Reproduce the records below exactly, but leave their pictures out of the copy.

── RECORDED DATA ──

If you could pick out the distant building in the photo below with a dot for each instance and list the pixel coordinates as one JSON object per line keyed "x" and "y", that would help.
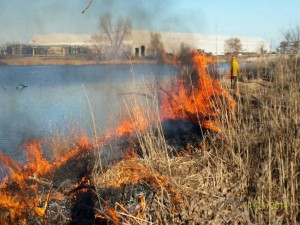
{"x": 213, "y": 44}
{"x": 138, "y": 44}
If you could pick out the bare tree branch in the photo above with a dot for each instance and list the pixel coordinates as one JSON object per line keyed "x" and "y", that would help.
{"x": 88, "y": 5}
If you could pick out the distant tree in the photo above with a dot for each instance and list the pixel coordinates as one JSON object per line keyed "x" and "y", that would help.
{"x": 157, "y": 47}
{"x": 185, "y": 54}
{"x": 115, "y": 33}
{"x": 87, "y": 6}
{"x": 291, "y": 42}
{"x": 233, "y": 46}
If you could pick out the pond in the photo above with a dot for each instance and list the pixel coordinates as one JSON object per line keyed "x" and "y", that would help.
{"x": 55, "y": 96}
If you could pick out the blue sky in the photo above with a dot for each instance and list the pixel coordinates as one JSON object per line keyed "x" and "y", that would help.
{"x": 20, "y": 19}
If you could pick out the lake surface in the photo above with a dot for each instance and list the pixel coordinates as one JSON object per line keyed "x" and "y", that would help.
{"x": 55, "y": 96}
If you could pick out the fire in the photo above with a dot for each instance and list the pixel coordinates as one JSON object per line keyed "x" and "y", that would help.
{"x": 29, "y": 190}
{"x": 198, "y": 97}
{"x": 21, "y": 196}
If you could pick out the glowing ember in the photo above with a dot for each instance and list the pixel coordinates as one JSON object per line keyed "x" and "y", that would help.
{"x": 199, "y": 102}
{"x": 21, "y": 196}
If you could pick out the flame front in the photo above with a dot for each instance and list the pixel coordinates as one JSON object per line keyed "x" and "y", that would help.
{"x": 197, "y": 98}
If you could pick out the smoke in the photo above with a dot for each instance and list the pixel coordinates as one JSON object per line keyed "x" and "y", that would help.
{"x": 178, "y": 16}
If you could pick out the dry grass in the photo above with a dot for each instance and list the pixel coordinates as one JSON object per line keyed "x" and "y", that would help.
{"x": 248, "y": 173}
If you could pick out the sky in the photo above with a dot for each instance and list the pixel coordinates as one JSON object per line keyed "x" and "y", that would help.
{"x": 268, "y": 19}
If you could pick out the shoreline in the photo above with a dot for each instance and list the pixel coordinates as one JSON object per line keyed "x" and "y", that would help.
{"x": 65, "y": 61}
{"x": 78, "y": 61}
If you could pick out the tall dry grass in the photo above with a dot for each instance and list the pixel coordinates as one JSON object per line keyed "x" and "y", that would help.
{"x": 247, "y": 174}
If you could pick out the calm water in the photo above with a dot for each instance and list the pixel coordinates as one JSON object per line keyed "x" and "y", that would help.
{"x": 55, "y": 96}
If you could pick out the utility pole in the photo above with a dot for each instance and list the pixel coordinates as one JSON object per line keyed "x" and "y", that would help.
{"x": 216, "y": 28}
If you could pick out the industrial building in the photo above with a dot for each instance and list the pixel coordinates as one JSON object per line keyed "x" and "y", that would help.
{"x": 137, "y": 44}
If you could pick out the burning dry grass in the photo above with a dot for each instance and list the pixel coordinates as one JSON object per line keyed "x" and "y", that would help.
{"x": 245, "y": 173}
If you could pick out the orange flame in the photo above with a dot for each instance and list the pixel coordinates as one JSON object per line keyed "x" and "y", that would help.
{"x": 200, "y": 101}
{"x": 20, "y": 197}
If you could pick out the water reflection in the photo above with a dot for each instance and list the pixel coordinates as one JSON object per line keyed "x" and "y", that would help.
{"x": 55, "y": 93}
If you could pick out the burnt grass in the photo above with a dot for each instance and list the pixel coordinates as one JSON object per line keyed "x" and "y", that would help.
{"x": 248, "y": 173}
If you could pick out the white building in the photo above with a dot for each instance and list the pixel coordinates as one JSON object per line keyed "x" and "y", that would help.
{"x": 139, "y": 42}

───

#### RESPONSE TO THIS TASK
If you could pick out the distant building in the photo below with a dot for each instance and list the pixel coordinates as one JSON object per line keyed "x" and "y", that would help.
{"x": 213, "y": 44}
{"x": 138, "y": 44}
If you could pick out the bare tree branch in the photo above with a dot for each instance and list the pixel coordinates as one JSON object per line keyed "x" and "y", that would help.
{"x": 88, "y": 5}
If you could pick out the distant tree in the photo above with a dot for each instance and list the pixel coordinates as one JSON object per line keyed "x" and "y", that would help.
{"x": 157, "y": 47}
{"x": 185, "y": 54}
{"x": 115, "y": 33}
{"x": 87, "y": 6}
{"x": 291, "y": 42}
{"x": 233, "y": 46}
If you could pick out the pond in the photo above with a dot for each instance and list the pixel coordinates as one JSON object per line keyed "x" and "y", that would help.
{"x": 55, "y": 96}
If you could pick out the blue sky in the photo above with a dot for each instance and list the pixel coordinates as one JSON object per line keyed "x" and "y", that would help.
{"x": 20, "y": 19}
If you could pick out the lake surface in the photo above with a dot for each instance and list the pixel coordinates as one JSON object per line keyed "x" and "y", that would help.
{"x": 55, "y": 96}
If you could pick out the fire in the photo above with a dot for each instance and list the pixel coordinates as one JSON object per line keyed "x" and "y", that would help.
{"x": 29, "y": 190}
{"x": 198, "y": 97}
{"x": 21, "y": 196}
If you could pick out the glowing ember in the photo above with a dot for each instance and list the pixel coordinates as one JSON object per line keyed "x" and "y", that would help.
{"x": 199, "y": 102}
{"x": 21, "y": 196}
If you could pick out the flame front in the photo above with a dot for each instance and list the pixel coordinates as one JSON object per line keyed "x" and "y", that would help.
{"x": 197, "y": 98}
If you could pick out the smoke in the photo above with a dot for each instance and list the pixel coordinates as one JSON object per line keyed "x" and "y", that would help.
{"x": 178, "y": 16}
If you could pick out the dry grass in the photo above with a dot for each instance and list the pixel coordinates as one JSON object per line keyed "x" and "y", that would help.
{"x": 248, "y": 173}
If you could pick out the sky in the photo above with a dot for each instance and list the pixel coordinates as one JSON object per line keyed "x" and "y", that would help.
{"x": 268, "y": 19}
If you could pick out the shoreline in the photo above with a dot for each instance and list the pixel coordinates as one JSON object per line keyed "x" and "y", that would help.
{"x": 65, "y": 61}
{"x": 78, "y": 61}
If you could pick out the tall dry grass in the photo above with a dot for each instance and list the pixel coordinates as one JSON object per line keyed "x" and "y", that would help.
{"x": 247, "y": 174}
If you could pick out the calm water in the photo above with a dot for each instance and list the pixel coordinates as one JSON object per line keyed "x" and "y", that would help.
{"x": 55, "y": 96}
If you could pick out the utility pole in the photo above with a dot for each instance and list the pixel coordinates as one JSON object per line keyed "x" and "y", that would help.
{"x": 216, "y": 28}
If you could pick out the industrial building in the photo above with a dot for each instance and list the pixel coordinates as one JSON object per line keyed "x" and "y", that would help.
{"x": 137, "y": 44}
If you could pick out the burning dry grass in the photo above with a dot for each instance and list the pixel coordinates as one JSON object per line keyed "x" and "y", that would help.
{"x": 245, "y": 173}
If you could pick out the orange flame in the photo above with a dot for each instance and list the pixel coordinates as one JSON object per line keyed "x" and "y", that would help.
{"x": 200, "y": 101}
{"x": 20, "y": 197}
If you could pick out the water reflection in the photo above with a dot for each instance and list the pixel coordinates as one JSON object per line keyed "x" and "y", that would help.
{"x": 55, "y": 93}
If you could pick out the burnt grass in the photo above with a dot for each instance and list the pixel coordinates as one JSON object per line keyed "x" and "y", that would help.
{"x": 248, "y": 173}
If you could pick out the white building in the photo above with a dot for each instance and list the pixel coordinates as one JSON object per line keyed "x" and "y", that would help.
{"x": 139, "y": 42}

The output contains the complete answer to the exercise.